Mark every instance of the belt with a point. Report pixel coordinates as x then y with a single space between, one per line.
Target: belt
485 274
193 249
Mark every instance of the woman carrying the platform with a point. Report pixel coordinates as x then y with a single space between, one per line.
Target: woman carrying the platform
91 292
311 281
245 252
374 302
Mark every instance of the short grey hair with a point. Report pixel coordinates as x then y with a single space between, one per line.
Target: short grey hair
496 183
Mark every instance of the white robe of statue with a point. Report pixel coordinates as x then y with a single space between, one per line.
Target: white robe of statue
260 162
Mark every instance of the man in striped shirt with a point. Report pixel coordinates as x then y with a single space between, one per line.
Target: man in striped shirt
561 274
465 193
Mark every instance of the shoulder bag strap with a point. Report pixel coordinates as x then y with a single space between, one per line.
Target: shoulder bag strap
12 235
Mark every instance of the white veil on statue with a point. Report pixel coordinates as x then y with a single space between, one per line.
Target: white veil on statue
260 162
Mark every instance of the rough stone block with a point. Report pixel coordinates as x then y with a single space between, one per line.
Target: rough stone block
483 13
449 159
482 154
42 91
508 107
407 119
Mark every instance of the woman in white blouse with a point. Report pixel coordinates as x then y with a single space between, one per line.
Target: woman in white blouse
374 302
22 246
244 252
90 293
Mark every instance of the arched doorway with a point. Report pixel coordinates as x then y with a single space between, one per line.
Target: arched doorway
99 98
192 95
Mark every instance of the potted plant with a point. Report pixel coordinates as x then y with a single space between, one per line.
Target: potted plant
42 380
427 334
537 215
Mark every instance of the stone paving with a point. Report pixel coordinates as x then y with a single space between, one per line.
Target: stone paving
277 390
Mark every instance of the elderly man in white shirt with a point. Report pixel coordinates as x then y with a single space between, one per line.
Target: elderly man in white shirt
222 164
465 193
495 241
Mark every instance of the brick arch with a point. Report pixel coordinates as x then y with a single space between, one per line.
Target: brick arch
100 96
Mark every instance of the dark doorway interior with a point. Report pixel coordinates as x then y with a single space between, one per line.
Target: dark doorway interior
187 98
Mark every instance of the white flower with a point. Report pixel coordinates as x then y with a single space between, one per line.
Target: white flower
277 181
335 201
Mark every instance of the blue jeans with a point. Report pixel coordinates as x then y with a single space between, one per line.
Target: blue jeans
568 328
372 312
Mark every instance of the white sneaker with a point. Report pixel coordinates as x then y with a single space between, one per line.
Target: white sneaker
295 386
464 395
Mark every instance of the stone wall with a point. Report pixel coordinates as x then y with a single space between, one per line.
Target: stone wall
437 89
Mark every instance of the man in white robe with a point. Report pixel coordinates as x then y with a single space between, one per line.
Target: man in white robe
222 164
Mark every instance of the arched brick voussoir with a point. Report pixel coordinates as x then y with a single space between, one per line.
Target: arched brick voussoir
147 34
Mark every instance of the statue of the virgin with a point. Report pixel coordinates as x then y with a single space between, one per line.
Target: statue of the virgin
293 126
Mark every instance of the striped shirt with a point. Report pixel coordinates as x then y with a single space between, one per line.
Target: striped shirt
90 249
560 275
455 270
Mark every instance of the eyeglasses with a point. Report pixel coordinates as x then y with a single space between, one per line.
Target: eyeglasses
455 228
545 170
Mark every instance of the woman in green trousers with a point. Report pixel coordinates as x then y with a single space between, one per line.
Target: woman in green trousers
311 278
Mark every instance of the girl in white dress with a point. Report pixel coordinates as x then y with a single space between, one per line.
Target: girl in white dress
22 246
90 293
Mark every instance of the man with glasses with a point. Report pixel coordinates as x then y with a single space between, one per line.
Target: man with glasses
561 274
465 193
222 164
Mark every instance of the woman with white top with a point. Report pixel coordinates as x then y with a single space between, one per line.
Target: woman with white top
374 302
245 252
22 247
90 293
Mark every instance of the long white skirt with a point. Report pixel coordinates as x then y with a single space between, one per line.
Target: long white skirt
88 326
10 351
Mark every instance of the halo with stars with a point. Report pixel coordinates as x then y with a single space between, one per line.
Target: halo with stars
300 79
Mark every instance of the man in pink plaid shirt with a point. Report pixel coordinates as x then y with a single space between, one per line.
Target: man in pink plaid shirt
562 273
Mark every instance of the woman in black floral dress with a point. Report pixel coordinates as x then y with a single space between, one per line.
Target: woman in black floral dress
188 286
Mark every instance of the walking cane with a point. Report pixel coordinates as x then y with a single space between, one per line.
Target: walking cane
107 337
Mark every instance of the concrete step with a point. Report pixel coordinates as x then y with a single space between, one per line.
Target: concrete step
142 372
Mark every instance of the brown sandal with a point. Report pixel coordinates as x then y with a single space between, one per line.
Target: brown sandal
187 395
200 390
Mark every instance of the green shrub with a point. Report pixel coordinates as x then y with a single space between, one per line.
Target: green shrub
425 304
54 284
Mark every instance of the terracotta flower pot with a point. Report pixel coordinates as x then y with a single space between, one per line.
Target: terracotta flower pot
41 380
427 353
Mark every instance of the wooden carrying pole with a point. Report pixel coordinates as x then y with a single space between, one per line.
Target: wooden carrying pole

__________________________________________________

Copy all of the data above, character for character.

Mark every instance of the belt with a point. Report pixel coordinates as x then y with a single space between, one per line.
Target: belt
485 274
193 249
Mark every instance of the woman carrying the platform with a point. Report pixel coordinates as x then y with a single space between, one per line.
Target: woman carrying the platform
91 292
311 281
245 252
374 302
Mark every instance of the short grey hair with a point. Report pixel coordinates as x then y with a single space between, one per line.
Target: short grey hair
496 183
Mark every instance of the white robe of statue with a point. Report pixel coordinates as x then y with a single space between, one per line.
Target: white robe of statue
260 162
Mark every instance of the man in striped shirt with a point. Report pixel coordinates as x then y with a single space between, one per line.
Target: man in striped shirt
561 274
465 193
Mark every instance of the shoulder bag strap with a point. Report pixel coordinates as x then y with a single space between, one per line.
Target: shoulder bag strap
12 235
Mark every instance of the white veil on statue with a point. Report pixel coordinates as x then y with a single space between, one per line.
Target: white veil on statue
260 162
Mark every instance of the rough stone block with a point. Report pixel coordinates as x then y with a single space between, one per line.
Target: rough stone block
483 13
449 159
482 154
42 91
508 107
407 119
Mark every instance of the woman in white blouse with a point. Report pixel coordinates as x then y with a single space between, one per line.
Target: woman in white blouse
374 302
22 246
244 252
90 293
Mark every instance of the arched doorway with a point. Report pixel coordinates as x then y with a single space between, one per line.
Target: arched doorway
99 98
192 95
Mark every instance of the potted plant with a point. Report pixel coordinates as x then y with a single space between, one per line.
Target: potted plant
42 380
427 334
537 215
Mark every instance of the stone paving with a point. Report pixel coordinates as x then y with a single space between, one per line.
Target: stone paving
277 390
Mark every instance of the elderly man in white shirt with a point. Report pixel coordinates as x then y with a single space between, one per line.
Target: elderly man in white shirt
222 164
465 193
495 241
Mark every instance of the brick arch with a point. Report pixel coordinates as x then y with a single space between, one per line.
Target: brick arch
100 96
Mark every instance of the dark doorway interior with a point. Report pixel coordinates as x then y with a single space between, one per line.
Target: dark doorway interior
187 98
Mark every instance of the white flower with a point. Report pixel coordinates as x then y with a single space between, one per line.
Target: white flower
277 181
335 201
Mark every instance of the blue jeans with a point. Report pixel coordinates as x then y with a single space between, one per line.
Target: blue jeans
568 328
372 312
Mark every instance of the white sneaker with a point. Report pixel coordinates as x then y with a single space between, one per line.
Target: white sneaker
295 386
464 395
Mark every instance of the stone wall with a point. Report pixel coordinates as x then y with a single space between, one per line.
Target: stone wall
437 89
Mark every instance of the man in white robe with a point. Report pixel coordinates as x then y with a single space between, one per line.
Target: man in white robe
222 164
Mark every instance of the arched brick voussoir with a point. Report pixel coordinates as x then y with a single space between, one per line.
Target: arched brick voussoir
147 34
Mark every instance of the statue of the virgin with a point. Report pixel coordinates as x then y with a single space between, one per line.
Target: statue of the virgin
293 126
Mark every instance of the striped shirt with a point. Report pixel coordinates as x then y with a single space between, one per line.
Target: striped shirt
90 249
560 275
455 270
Mark every instance of the eyeglasses with a point. Report pixel coordinates as x then y with a single space between, one per line.
Target: eyeglasses
455 228
545 170
Mark every instance of the woman in green trousers with a point. Report pixel coordinates as x then y with a single space between, one per line.
Target: woman in green trousers
311 278
Mark every instance of the girl in white dress with a point. Report pixel coordinates as x then y with a single space between, one per line.
Target: girl in white dress
22 246
90 293
Mark every instance of the man with glasses with a point. Report pixel coordinates as x then y with a single space between, one per line.
Target: man with glasses
561 274
465 193
222 164
Mark every instance of the woman with white top with a point. Report pixel coordinates as x then y with a single space between, one per line.
Target: woman with white top
374 302
245 252
22 247
90 293
Mark every instance of the long white skirt with a point. Report pixel coordinates as x then y with a single space between, one per line.
Target: long white skirt
88 326
10 351
Mark every instance of the halo with stars with a point. Report pixel coordinates as x then y with a single space between, one per line.
Target: halo with stars
300 79
Mark every instance of the man in pink plaid shirt with a point. Report pixel coordinates as x then y with a single space between, one per line.
Target: man in pink plaid shirt
562 273
Mark every instance of the woman in black floral dress with a point. Report pixel coordinates as x then y with a single space between, one per line.
Target: woman in black floral dress
188 286
Mark every instance of the walking cane with a point. Report pixel coordinates as x then y with a single space between, one per line.
Target: walking cane
107 337
Mark every instance of the concrete step with a point. Report pixel coordinates as x then y with a single space between, one per line.
Target: concrete step
142 372
Mark every instance of the brown sandal with a point. Report pixel coordinates as x then y with a single space between, one per line.
Target: brown sandal
187 395
200 390
Mark every instance of the green shrub with a point. Report pixel coordinates as x then y with a single space between, one per line.
Target: green shrub
425 304
54 284
Mark every instance of the terracotta flower pot with a point. Report pixel coordinates as x then y with a single space between, one per line.
Target: terracotta flower pot
41 380
427 353
Mark every instance of the wooden carrying pole with a point. Report pixel coordinates as x then y with a single space between, one per line.
Target: wooden carrying pole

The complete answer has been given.